*** Ausgewählter Text ***
Der Film machte Hauptdarstellerin Sylvie Kristel zur (Sex-)Ikone, es gab Fortsetzungen, Spin-offs, Rip-offs sehr unterschiedlicher Nähe zum Original und naturgemäß auch sehr unterschiedlicher Güte. Und dann folgte 2024, genau fünfzig Jahre nach dem ersten Film, „Emmanuelle“ von Audrey Diwan. Einer Regisseurin, die sich mit feministischen Stoffen einen Namen gemacht hat. Spätestens seit ihrem Goldenen Löwen für die Annie-Ernaux-Verfilmung „L’évenément“ (2021) steht sie in der ersten Reihe des europäischen Autoren- beziehungsweise Autorinnen-Films.

Und so klar und gesucht der Bezug ihrer Version zum Original ist: Es versteht sich von selbst, dass sie kein Remake im engeren Sinn gedreht hat. Eher ein Update, und zwar der radikaleren Art. So ist nicht nur sein 70er-Schnauz, sondern gleich der ganze Ehemann gestrichen. Den Partner für den Sex auf der Flugzeugtoilette sucht sich Diwans Emmanuelle (Noémie Merlant) sehr selbstbewusst aus. Wobei sie ohnehin in der Business oder, hier endet meine Expertise, First Class unterwegs ist. Und zwar in Richtung Fernost. Ihr Job ist eher eines der neueren Gewerbe der Welt: Sie ist, im Auftrag der global agierenden Eigner, Qualitätsprüferin für Luxushotels.
***
### [Schriftliche Aufgabe 1]
Fass den Text über Audrey Diwans „Emmanuelle“ in drei Sätzen zusammen.
### [Schriftliche Aufgabe 2]
Schreib aus dem Text über Audrey Diwans „Emmanuelle“ die Stelle ab, die bei „Und so klar“ anfängt und bei „Qualitätsprüferin für Luxushotels.“ aufhört.
### [Schriftliche Aufgabe 3]
Führe den Text über Audrey Diwans „Emmanuelle“ nach seinem letzten Satz weiter.
Die Einträge braucht man hierfür nicht.
*** Bereitgestellte Angaben ***
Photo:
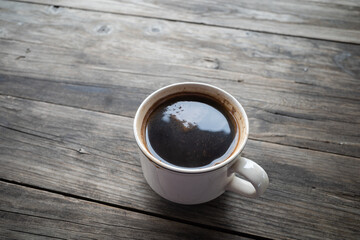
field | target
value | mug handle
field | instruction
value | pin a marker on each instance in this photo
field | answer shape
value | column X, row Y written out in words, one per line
column 257, row 178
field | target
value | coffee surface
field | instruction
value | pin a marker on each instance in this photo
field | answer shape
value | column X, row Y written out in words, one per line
column 191, row 131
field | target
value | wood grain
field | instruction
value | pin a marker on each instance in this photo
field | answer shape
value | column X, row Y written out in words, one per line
column 311, row 194
column 97, row 70
column 27, row 213
column 329, row 20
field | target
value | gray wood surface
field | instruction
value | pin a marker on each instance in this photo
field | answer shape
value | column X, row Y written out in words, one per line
column 110, row 73
column 28, row 213
column 311, row 194
column 336, row 20
column 71, row 80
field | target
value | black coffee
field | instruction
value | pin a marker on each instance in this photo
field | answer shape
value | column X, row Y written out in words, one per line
column 192, row 131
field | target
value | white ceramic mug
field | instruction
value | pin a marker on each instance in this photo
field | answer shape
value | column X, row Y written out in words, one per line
column 199, row 185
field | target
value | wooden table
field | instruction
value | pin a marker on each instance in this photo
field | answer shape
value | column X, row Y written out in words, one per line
column 73, row 75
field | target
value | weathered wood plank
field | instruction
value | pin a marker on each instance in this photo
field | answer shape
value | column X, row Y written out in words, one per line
column 27, row 213
column 311, row 194
column 112, row 72
column 304, row 127
column 331, row 20
column 77, row 39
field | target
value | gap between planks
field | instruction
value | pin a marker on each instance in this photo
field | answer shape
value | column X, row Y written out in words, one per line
column 58, row 4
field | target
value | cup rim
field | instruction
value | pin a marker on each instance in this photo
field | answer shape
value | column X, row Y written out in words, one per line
column 156, row 161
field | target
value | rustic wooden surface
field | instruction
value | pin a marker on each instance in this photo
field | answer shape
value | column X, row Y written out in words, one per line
column 73, row 75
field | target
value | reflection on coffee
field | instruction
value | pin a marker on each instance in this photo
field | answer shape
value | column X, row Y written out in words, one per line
column 191, row 130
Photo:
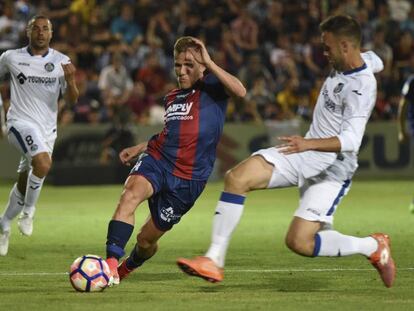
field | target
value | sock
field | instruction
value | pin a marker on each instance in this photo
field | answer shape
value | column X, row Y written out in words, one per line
column 228, row 213
column 332, row 243
column 118, row 235
column 33, row 188
column 135, row 260
column 13, row 208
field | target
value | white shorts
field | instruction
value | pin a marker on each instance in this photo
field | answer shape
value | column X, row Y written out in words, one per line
column 28, row 139
column 319, row 196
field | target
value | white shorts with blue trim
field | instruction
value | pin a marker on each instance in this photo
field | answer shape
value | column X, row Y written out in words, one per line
column 319, row 195
column 29, row 140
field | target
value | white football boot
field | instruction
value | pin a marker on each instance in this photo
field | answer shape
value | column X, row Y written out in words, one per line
column 4, row 241
column 25, row 223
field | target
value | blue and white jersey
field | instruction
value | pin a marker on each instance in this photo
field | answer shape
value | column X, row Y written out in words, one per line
column 36, row 82
column 343, row 108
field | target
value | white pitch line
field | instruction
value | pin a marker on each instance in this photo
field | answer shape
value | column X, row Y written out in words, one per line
column 230, row 270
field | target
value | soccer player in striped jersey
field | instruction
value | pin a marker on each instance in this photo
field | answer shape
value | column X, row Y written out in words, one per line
column 38, row 75
column 174, row 165
column 406, row 113
column 321, row 164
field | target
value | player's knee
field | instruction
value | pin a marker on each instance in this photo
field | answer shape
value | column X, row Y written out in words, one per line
column 144, row 241
column 234, row 180
column 41, row 167
column 299, row 244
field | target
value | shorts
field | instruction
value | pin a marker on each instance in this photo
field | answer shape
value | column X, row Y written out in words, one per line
column 173, row 196
column 319, row 195
column 29, row 140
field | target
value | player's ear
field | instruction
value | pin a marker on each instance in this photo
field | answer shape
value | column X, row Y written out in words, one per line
column 344, row 46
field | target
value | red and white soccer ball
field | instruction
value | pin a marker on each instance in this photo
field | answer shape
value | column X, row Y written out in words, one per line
column 89, row 273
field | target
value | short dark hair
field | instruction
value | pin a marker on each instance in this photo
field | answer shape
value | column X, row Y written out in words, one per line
column 35, row 18
column 342, row 25
column 184, row 43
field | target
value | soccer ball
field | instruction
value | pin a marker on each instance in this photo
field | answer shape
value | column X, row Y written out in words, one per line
column 89, row 273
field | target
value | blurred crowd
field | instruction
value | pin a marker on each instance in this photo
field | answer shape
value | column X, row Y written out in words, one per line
column 123, row 51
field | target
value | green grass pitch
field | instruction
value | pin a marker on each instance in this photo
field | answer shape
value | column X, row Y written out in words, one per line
column 261, row 273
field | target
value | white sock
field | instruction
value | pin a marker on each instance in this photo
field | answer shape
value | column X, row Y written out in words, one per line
column 228, row 213
column 13, row 208
column 332, row 243
column 34, row 186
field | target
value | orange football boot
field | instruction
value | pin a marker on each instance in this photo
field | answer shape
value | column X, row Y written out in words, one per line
column 381, row 259
column 113, row 266
column 202, row 267
column 123, row 270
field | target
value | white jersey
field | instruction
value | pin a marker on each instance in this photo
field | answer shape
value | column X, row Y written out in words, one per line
column 36, row 82
column 343, row 108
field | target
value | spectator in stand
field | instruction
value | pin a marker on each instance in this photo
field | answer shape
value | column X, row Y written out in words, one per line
column 10, row 29
column 153, row 76
column 260, row 95
column 382, row 49
column 245, row 31
column 124, row 28
column 115, row 83
column 140, row 103
column 254, row 69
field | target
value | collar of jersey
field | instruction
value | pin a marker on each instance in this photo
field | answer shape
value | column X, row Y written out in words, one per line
column 29, row 50
column 364, row 66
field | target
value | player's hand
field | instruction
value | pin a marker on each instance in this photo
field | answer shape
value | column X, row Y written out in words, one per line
column 200, row 53
column 292, row 144
column 402, row 137
column 128, row 154
column 69, row 72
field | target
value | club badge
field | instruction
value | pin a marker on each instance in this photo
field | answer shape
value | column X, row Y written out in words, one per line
column 49, row 67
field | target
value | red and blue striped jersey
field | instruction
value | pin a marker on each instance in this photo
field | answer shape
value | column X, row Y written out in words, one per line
column 193, row 124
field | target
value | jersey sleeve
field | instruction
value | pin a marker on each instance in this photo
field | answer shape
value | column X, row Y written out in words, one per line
column 358, row 104
column 62, row 81
column 214, row 87
column 4, row 68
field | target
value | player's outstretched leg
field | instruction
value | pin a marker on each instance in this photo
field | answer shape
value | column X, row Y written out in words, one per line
column 4, row 240
column 13, row 208
column 382, row 260
column 202, row 267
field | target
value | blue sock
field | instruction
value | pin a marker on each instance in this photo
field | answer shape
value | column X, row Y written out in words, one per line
column 135, row 260
column 317, row 246
column 118, row 235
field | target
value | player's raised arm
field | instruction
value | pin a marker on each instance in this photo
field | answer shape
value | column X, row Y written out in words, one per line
column 232, row 84
column 72, row 92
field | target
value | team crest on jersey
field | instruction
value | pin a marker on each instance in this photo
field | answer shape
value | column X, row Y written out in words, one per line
column 49, row 67
column 338, row 88
column 21, row 77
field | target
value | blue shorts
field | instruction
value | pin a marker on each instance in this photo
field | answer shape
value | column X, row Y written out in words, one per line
column 172, row 197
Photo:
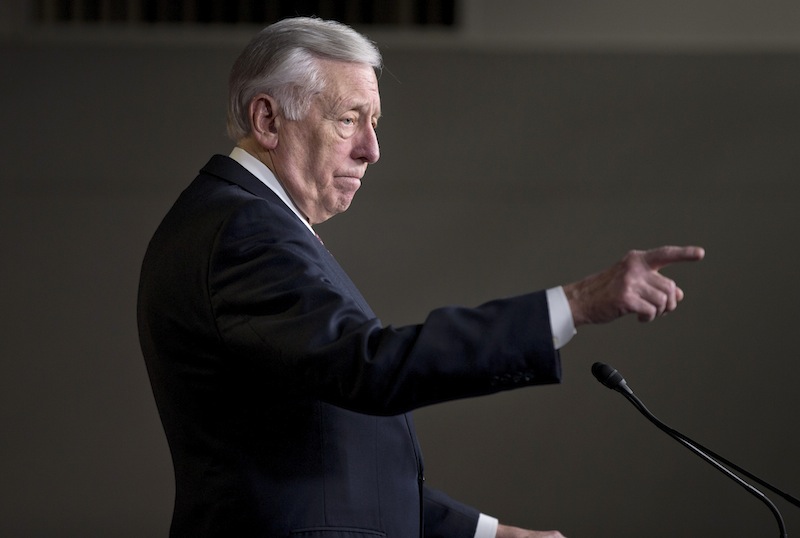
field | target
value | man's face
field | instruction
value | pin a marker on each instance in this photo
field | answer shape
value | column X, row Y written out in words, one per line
column 322, row 158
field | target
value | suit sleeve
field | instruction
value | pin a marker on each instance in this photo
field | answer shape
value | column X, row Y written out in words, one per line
column 448, row 518
column 279, row 311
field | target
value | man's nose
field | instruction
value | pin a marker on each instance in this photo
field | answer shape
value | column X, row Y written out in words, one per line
column 368, row 148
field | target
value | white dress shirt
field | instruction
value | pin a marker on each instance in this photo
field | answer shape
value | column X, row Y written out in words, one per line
column 561, row 323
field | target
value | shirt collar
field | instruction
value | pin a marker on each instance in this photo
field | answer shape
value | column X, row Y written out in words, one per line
column 265, row 175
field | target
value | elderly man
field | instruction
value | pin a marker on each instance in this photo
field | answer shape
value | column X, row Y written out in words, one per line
column 284, row 399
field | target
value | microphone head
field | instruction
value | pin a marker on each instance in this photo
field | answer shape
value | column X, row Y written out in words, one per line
column 609, row 377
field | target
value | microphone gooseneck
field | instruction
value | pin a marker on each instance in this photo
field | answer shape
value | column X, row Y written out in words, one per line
column 612, row 379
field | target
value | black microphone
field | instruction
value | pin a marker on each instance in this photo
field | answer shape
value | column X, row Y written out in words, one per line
column 612, row 379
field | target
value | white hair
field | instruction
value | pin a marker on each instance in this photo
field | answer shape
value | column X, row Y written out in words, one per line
column 282, row 61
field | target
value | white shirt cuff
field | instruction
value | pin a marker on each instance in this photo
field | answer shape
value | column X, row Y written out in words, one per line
column 561, row 322
column 487, row 527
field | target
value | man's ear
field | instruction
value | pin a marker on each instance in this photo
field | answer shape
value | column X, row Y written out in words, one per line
column 264, row 121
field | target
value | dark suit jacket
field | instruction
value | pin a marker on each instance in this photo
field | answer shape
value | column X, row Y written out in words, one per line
column 284, row 400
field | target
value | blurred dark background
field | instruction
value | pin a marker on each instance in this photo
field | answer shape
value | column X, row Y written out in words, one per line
***
### [Lösung 1]
Der ursprüngliche Film machte Sylvie Kristel zur Ikone und zog Fortsetzungen, Spin-offs und Rip-offs nach sich. 2024, fünfzig Jahre später, brachte Audrey Diwan, die sich mit feministischen Stoffen einen Namen gemacht hat, ihre eigene „Emmanuelle“ heraus, die kein Remake im engeren Sinn ist, sondern eher ein radikales Update. Darin gibt es keinen Ehemann mehr, und Emmanuelle reist als Qualitätsprüferin für Luxushotels nach Fernost.

### [Lösung 2]
Und so klar und gesucht der Bezug ihrer Version zum Original ist: Es versteht sich von selbst, dass sie kein Remake im engeren Sinn gedreht hat. Eher ein Update, und zwar der radikaleren Art. So ist nicht nur sein 70er-Schnauz, sondern gleich der ganze Ehemann gestrichen. Den Partner für den Sex auf der Flugzeugtoilette sucht sich Diwans Emmanuelle (Noémie Merlant) sehr selbstbewusst aus. Wobei sie ohnehin in der Business oder, hier endet meine Expertise, First Class unterwegs ist. Und zwar in Richtung Fernost. Ihr Job ist eher eines der neueren Gewerbe der Welt: Sie ist, im Auftrag der global agierenden Eigner, Qualitätsprüferin für Luxushotels.

### [Lösung 3]
Ihr neuester Auftrag konfrontiert sie mit einem nicht ganz rund laufenden Betrieb in Hongkong und besonders mit dessen Chefin Margit Parson, von Naomi Watts als tougher Superprofi gespielt. Emmanuelle hat den Befehl, sie runterzuraten. Spielraum für Gewissenskonflikte.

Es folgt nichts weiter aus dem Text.